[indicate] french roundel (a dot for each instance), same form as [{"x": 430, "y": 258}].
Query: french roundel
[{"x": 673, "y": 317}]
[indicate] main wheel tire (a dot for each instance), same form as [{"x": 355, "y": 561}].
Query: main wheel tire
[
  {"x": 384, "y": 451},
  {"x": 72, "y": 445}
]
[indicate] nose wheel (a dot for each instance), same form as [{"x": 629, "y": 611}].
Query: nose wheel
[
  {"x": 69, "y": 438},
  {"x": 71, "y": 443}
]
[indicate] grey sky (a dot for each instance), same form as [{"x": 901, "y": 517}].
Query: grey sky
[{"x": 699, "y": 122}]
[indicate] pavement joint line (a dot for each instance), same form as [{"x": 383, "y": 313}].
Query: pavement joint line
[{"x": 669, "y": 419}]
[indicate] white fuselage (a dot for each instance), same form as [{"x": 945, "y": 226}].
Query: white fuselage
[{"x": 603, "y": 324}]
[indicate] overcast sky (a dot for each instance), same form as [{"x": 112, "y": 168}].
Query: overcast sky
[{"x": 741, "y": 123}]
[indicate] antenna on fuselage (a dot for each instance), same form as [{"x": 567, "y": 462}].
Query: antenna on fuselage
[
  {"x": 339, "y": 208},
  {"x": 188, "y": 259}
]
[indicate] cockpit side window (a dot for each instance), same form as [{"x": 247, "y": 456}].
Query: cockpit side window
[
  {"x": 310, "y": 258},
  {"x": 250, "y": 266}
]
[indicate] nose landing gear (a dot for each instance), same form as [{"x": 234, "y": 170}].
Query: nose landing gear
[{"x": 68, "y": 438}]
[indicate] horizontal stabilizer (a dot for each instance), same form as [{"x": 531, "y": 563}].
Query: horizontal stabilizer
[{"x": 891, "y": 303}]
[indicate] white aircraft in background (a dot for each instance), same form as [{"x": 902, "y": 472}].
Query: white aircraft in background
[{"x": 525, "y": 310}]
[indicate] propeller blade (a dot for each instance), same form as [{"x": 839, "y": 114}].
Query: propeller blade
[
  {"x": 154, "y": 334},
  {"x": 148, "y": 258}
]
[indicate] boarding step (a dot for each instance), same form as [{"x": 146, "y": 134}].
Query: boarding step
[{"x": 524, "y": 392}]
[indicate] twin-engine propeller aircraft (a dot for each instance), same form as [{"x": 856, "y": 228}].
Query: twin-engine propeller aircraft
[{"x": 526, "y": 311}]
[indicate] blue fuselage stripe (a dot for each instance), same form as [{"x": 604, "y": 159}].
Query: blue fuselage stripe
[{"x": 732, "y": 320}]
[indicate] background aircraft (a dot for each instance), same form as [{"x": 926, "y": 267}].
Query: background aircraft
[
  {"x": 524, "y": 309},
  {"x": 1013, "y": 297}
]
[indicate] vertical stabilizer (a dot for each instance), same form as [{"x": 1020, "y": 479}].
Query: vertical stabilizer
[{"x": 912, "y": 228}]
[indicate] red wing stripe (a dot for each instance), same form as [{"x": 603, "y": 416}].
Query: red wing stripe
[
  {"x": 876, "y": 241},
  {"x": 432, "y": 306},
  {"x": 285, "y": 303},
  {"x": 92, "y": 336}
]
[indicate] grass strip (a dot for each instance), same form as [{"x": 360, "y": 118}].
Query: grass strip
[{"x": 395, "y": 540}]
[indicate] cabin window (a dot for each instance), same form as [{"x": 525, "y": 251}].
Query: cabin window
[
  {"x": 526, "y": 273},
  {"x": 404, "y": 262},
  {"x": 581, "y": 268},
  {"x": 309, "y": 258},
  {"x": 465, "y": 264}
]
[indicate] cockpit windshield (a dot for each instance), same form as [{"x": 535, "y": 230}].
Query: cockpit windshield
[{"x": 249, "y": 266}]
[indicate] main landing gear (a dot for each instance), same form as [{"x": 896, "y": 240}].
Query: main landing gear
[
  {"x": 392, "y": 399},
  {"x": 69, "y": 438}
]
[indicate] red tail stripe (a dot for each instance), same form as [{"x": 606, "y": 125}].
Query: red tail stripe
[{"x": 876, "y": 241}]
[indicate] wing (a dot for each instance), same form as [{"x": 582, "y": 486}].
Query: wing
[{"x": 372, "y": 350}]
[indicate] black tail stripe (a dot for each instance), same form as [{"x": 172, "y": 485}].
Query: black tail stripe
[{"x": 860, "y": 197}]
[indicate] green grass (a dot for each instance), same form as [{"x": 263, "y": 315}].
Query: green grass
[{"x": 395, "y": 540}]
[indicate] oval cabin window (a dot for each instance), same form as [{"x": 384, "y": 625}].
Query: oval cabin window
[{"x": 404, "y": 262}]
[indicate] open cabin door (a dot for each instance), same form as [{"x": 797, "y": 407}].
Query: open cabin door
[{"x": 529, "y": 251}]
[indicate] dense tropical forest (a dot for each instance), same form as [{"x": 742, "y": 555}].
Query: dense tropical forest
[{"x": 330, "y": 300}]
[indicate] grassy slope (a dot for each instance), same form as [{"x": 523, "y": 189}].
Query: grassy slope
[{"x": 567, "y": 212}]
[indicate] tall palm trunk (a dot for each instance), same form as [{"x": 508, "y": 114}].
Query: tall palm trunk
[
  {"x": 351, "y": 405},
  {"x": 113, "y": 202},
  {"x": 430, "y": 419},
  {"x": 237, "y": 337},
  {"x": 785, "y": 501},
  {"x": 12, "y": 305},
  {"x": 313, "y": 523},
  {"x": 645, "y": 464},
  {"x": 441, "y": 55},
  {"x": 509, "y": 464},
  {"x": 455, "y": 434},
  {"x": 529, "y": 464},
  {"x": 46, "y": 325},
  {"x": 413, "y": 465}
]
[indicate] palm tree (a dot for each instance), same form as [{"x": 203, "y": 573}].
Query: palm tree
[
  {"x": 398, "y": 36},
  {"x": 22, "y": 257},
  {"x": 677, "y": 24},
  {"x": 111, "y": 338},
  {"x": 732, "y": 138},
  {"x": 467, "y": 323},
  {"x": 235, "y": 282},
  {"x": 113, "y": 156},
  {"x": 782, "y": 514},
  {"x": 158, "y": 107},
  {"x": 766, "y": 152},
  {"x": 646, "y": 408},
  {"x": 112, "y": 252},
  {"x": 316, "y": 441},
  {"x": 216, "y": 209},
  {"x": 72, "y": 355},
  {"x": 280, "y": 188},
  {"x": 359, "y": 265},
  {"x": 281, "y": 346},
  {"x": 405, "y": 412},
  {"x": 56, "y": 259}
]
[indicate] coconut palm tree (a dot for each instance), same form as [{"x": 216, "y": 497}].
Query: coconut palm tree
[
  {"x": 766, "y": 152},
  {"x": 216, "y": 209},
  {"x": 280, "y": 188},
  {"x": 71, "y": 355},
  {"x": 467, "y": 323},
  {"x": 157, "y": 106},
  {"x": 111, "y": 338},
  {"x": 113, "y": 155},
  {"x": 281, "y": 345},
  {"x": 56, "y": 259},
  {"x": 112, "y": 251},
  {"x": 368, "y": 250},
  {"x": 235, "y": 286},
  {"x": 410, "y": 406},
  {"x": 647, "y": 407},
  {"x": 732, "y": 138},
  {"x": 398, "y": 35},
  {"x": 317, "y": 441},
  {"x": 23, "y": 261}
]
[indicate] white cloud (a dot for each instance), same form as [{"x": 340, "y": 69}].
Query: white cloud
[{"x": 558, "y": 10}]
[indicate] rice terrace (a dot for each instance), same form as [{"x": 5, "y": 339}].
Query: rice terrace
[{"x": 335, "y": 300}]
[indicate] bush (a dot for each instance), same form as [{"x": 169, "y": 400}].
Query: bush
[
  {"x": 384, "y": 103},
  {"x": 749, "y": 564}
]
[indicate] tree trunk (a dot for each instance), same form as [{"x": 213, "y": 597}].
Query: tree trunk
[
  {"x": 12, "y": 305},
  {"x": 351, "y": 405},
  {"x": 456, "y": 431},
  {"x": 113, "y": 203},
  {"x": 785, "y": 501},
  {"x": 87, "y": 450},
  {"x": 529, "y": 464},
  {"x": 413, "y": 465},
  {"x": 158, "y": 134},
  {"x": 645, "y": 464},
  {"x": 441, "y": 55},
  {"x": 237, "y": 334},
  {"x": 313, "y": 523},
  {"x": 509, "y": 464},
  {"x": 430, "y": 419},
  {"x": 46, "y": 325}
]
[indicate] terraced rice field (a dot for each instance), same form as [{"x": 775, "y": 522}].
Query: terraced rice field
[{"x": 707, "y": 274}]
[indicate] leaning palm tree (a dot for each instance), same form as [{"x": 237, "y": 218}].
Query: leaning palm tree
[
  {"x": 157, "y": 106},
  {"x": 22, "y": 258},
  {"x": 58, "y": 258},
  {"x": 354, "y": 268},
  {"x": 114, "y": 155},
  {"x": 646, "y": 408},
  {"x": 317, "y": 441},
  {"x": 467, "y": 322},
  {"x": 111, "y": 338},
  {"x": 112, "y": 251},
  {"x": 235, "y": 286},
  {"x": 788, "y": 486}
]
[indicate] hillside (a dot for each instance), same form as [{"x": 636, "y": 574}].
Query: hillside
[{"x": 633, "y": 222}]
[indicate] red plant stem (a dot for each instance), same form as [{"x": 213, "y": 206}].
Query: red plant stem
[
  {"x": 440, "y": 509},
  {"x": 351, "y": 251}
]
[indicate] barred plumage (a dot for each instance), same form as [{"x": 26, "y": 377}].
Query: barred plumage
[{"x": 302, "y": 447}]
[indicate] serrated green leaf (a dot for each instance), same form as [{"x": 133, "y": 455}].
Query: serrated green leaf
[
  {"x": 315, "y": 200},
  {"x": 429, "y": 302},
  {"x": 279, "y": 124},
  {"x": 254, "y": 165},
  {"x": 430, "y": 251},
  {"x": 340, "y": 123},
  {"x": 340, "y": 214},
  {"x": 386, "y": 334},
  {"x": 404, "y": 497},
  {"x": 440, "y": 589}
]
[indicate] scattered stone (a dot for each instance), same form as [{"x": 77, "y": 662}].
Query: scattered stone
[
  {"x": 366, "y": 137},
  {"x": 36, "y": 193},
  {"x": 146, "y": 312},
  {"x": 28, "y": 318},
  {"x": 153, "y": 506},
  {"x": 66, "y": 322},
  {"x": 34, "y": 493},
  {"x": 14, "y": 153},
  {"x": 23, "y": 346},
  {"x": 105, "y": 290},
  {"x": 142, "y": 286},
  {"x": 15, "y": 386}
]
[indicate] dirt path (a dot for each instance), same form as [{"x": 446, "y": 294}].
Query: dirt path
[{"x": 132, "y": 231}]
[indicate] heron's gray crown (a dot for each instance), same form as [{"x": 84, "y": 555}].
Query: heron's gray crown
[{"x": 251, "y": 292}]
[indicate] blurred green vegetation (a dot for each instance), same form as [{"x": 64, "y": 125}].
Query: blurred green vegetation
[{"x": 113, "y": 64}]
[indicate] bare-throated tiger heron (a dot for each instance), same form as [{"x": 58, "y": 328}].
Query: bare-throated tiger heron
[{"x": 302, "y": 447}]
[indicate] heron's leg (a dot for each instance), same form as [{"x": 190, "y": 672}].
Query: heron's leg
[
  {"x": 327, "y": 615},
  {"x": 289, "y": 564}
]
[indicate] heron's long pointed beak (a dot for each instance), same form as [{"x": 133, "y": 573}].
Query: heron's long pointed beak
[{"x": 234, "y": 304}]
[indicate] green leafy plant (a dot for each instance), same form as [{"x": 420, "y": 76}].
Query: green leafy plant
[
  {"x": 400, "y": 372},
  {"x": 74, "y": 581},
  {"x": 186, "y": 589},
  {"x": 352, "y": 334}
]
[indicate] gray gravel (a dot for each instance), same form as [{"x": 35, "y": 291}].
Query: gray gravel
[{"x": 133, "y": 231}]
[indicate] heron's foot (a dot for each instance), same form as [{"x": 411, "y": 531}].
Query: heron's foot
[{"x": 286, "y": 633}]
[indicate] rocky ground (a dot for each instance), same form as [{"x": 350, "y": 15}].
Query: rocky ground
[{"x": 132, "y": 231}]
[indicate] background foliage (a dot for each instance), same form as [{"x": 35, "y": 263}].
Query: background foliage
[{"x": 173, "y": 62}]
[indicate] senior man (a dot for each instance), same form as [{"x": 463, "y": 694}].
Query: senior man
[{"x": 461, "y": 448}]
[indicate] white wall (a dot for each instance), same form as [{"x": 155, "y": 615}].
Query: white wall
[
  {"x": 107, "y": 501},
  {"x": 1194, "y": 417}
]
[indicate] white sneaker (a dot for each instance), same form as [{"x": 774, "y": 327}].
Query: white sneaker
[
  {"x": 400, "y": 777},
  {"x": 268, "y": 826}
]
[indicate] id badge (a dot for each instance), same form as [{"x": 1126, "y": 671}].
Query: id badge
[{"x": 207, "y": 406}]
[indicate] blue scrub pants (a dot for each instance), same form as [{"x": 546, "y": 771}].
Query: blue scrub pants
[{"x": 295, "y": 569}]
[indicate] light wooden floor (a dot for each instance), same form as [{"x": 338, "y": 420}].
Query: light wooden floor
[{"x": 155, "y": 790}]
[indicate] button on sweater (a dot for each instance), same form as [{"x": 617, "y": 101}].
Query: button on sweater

---+---

— WORK ITEM —
In the listing above, transcribe exactly everything from the line containing "Query: palm tree" down to the line containing "[indicate] leaning palm", including both and nothing more.

— RESULT OF THIS EXERCISE —
Query: palm tree
[
  {"x": 398, "y": 36},
  {"x": 22, "y": 257},
  {"x": 677, "y": 24},
  {"x": 111, "y": 338},
  {"x": 732, "y": 138},
  {"x": 467, "y": 323},
  {"x": 235, "y": 282},
  {"x": 113, "y": 156},
  {"x": 782, "y": 514},
  {"x": 158, "y": 107},
  {"x": 766, "y": 152},
  {"x": 646, "y": 408},
  {"x": 112, "y": 252},
  {"x": 316, "y": 441},
  {"x": 216, "y": 209},
  {"x": 72, "y": 355},
  {"x": 280, "y": 188},
  {"x": 359, "y": 265},
  {"x": 281, "y": 346},
  {"x": 405, "y": 412},
  {"x": 56, "y": 259}
]
[indicate] coconut palm tree (a dot for each instance), same form as [{"x": 216, "y": 497}].
Query: coconut palm tree
[
  {"x": 766, "y": 152},
  {"x": 216, "y": 209},
  {"x": 280, "y": 188},
  {"x": 71, "y": 355},
  {"x": 467, "y": 323},
  {"x": 157, "y": 106},
  {"x": 111, "y": 338},
  {"x": 113, "y": 155},
  {"x": 281, "y": 345},
  {"x": 56, "y": 259},
  {"x": 112, "y": 251},
  {"x": 368, "y": 250},
  {"x": 235, "y": 286},
  {"x": 410, "y": 406},
  {"x": 647, "y": 407},
  {"x": 732, "y": 138},
  {"x": 398, "y": 35},
  {"x": 317, "y": 441},
  {"x": 23, "y": 261}
]
[indicate] white cloud (a dot for each instance), same form as [{"x": 340, "y": 69}].
Query: white cloud
[{"x": 558, "y": 10}]
[indicate] rice terrace (a dot for each instance), same form as [{"x": 5, "y": 339}].
Query: rice terrace
[{"x": 335, "y": 300}]
[indicate] bush (a dot for each instance), same form as [{"x": 169, "y": 400}].
Query: bush
[
  {"x": 384, "y": 103},
  {"x": 749, "y": 564}
]
[indicate] tree trunk (a dot for each instance), same form as [{"x": 213, "y": 597}].
Query: tree trunk
[
  {"x": 12, "y": 305},
  {"x": 351, "y": 405},
  {"x": 456, "y": 431},
  {"x": 113, "y": 203},
  {"x": 785, "y": 501},
  {"x": 87, "y": 450},
  {"x": 529, "y": 464},
  {"x": 413, "y": 465},
  {"x": 158, "y": 134},
  {"x": 645, "y": 464},
  {"x": 441, "y": 55},
  {"x": 237, "y": 334},
  {"x": 313, "y": 523},
  {"x": 509, "y": 464},
  {"x": 430, "y": 419},
  {"x": 46, "y": 325}
]
[indicate] terraced rice field (a dot for each instance), same form as [{"x": 775, "y": 522}].
Query: terraced rice field
[{"x": 707, "y": 274}]
[indicate] leaning palm tree (a dot for each instance), same form as [{"x": 237, "y": 218}].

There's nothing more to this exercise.